» Excerpt to read:
※
There are 18 Calvin and Hobbes books, published from 1987 to 1997. These include 11 collections, which form a complete archive of the newspaper strips, except for a single daily strip from November 28, 1985. (The collections do contain a strip for this date, but it is not the same strip that appeared in some newspapers. Treasuries usually combine the two preceding collections with bonus material and include color reprints of Sunday comics.)
Watterson included some new material in the treasuries. In The Essential Calvin and Hobbes, which includes cartoons from the collections Calvin and Hobbes and Something Under the Bed Is Drooling, the back cover features a scene of a giant Calvin rampaging through a town. The scene is based on Watterson's home town of Chagrin Falls, Ohio, and Calvin is holding the Chagrin Falls Popcorn Shop, an iconic candy and ice cream shop overlooking the town's namesake falls. Several of the treasuries incorporate additional poetry; The Indispensable Calvin and Hobbes book features a set of poems, ranging from just a few lines to an entire page, that cover topics such as Calvin's mother's "hindsight" and exploring the woods. In The Essential Calvin and Hobbes, Watterson presents a long poem explaining a night's battle against a monster from Calvin's perspective. The Authoritative Calvin and Hobbes includes a story based on Calvin's use of the Transmogrifier to finish his reading homework.
※
[Location annotation dataset excerpts]
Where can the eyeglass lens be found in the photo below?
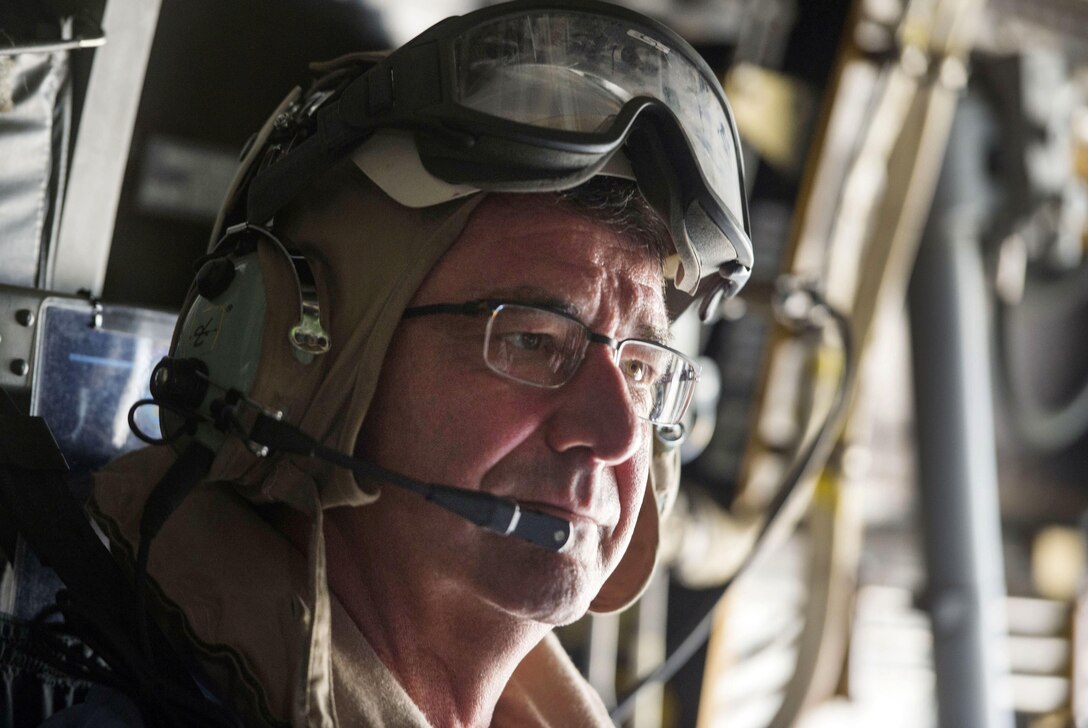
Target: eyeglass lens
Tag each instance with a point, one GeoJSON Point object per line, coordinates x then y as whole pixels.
{"type": "Point", "coordinates": [545, 348]}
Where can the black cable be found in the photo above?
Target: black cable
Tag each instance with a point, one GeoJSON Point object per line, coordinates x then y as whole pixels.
{"type": "Point", "coordinates": [817, 451]}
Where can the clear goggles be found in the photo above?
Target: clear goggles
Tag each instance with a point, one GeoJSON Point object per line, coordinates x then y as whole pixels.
{"type": "Point", "coordinates": [534, 96]}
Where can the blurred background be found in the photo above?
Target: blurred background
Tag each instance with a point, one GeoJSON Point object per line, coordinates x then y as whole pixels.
{"type": "Point", "coordinates": [881, 520]}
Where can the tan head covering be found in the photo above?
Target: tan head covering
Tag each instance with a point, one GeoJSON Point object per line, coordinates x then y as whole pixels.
{"type": "Point", "coordinates": [369, 256]}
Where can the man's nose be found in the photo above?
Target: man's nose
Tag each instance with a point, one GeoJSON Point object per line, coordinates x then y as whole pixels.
{"type": "Point", "coordinates": [596, 411]}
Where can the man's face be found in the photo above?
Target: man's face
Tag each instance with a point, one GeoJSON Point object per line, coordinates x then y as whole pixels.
{"type": "Point", "coordinates": [579, 452]}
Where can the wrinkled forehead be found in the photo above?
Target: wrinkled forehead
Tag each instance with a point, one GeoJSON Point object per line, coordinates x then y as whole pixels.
{"type": "Point", "coordinates": [539, 248]}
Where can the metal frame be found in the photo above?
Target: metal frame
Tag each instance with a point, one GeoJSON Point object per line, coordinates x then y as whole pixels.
{"type": "Point", "coordinates": [82, 250]}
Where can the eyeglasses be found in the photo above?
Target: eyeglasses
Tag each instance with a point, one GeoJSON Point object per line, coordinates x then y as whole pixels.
{"type": "Point", "coordinates": [544, 347]}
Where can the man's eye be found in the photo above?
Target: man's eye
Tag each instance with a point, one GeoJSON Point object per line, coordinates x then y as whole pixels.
{"type": "Point", "coordinates": [529, 341]}
{"type": "Point", "coordinates": [639, 372]}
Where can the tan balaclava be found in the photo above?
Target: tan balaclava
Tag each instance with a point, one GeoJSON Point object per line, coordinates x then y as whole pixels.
{"type": "Point", "coordinates": [369, 256]}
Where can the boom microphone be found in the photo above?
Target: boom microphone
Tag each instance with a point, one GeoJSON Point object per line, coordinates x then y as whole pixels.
{"type": "Point", "coordinates": [503, 516]}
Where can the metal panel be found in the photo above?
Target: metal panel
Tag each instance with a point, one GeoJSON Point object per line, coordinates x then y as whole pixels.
{"type": "Point", "coordinates": [29, 128]}
{"type": "Point", "coordinates": [101, 149]}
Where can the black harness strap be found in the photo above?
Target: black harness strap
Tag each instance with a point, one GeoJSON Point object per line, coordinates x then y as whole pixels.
{"type": "Point", "coordinates": [100, 603]}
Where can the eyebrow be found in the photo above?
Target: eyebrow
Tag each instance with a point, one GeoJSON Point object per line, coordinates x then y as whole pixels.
{"type": "Point", "coordinates": [533, 296]}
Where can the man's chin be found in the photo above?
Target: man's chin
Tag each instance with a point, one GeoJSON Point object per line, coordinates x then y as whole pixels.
{"type": "Point", "coordinates": [547, 588]}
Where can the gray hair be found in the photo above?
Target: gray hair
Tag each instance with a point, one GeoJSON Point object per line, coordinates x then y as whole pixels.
{"type": "Point", "coordinates": [617, 204]}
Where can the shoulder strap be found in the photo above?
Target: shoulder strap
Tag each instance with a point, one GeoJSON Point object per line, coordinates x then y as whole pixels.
{"type": "Point", "coordinates": [99, 604]}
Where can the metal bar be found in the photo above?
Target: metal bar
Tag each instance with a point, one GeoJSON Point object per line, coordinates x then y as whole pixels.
{"type": "Point", "coordinates": [956, 448]}
{"type": "Point", "coordinates": [95, 38]}
{"type": "Point", "coordinates": [101, 148]}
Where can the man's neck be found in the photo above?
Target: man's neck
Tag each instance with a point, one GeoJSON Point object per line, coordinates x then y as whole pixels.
※
» To do:
(1) In the passage about the Calvin and Hobbes books, what shop is Calvin holding on the back cover of The Essential Calvin and Hobbes?
(2) Write the next part of the passage about the Calvin and Hobbes books, picking up after its final sentence.
None of the items are needed here.

» Responses per task:
(1) The Chagrin Falls Popcorn Shop.

(2)
A complete collection of Calvin and Hobbes strips, in three hardcover volumes totaling 1440 pages, was released on October 4, 2005, by Andrews McMeel Publishing. It includes color prints of the art used on paperback covers, the treasuries' extra illustrated stories and poems and a new introduction by Bill Watterson in which he talks about his inspirations and his story leading up to the publication of the strip. The alternate 1985 strip is still omitted, and two other strips (January 7, 1987, and November 25, 1988) have altered dialogue. A four-volume paperback version was released November 13, 2012.
To celebrate the release (which coincided with the strip's 20th anniversary and the tenth anniversary of its absence from newspapers), Bill Watterson answered 15 questions submitted by readers.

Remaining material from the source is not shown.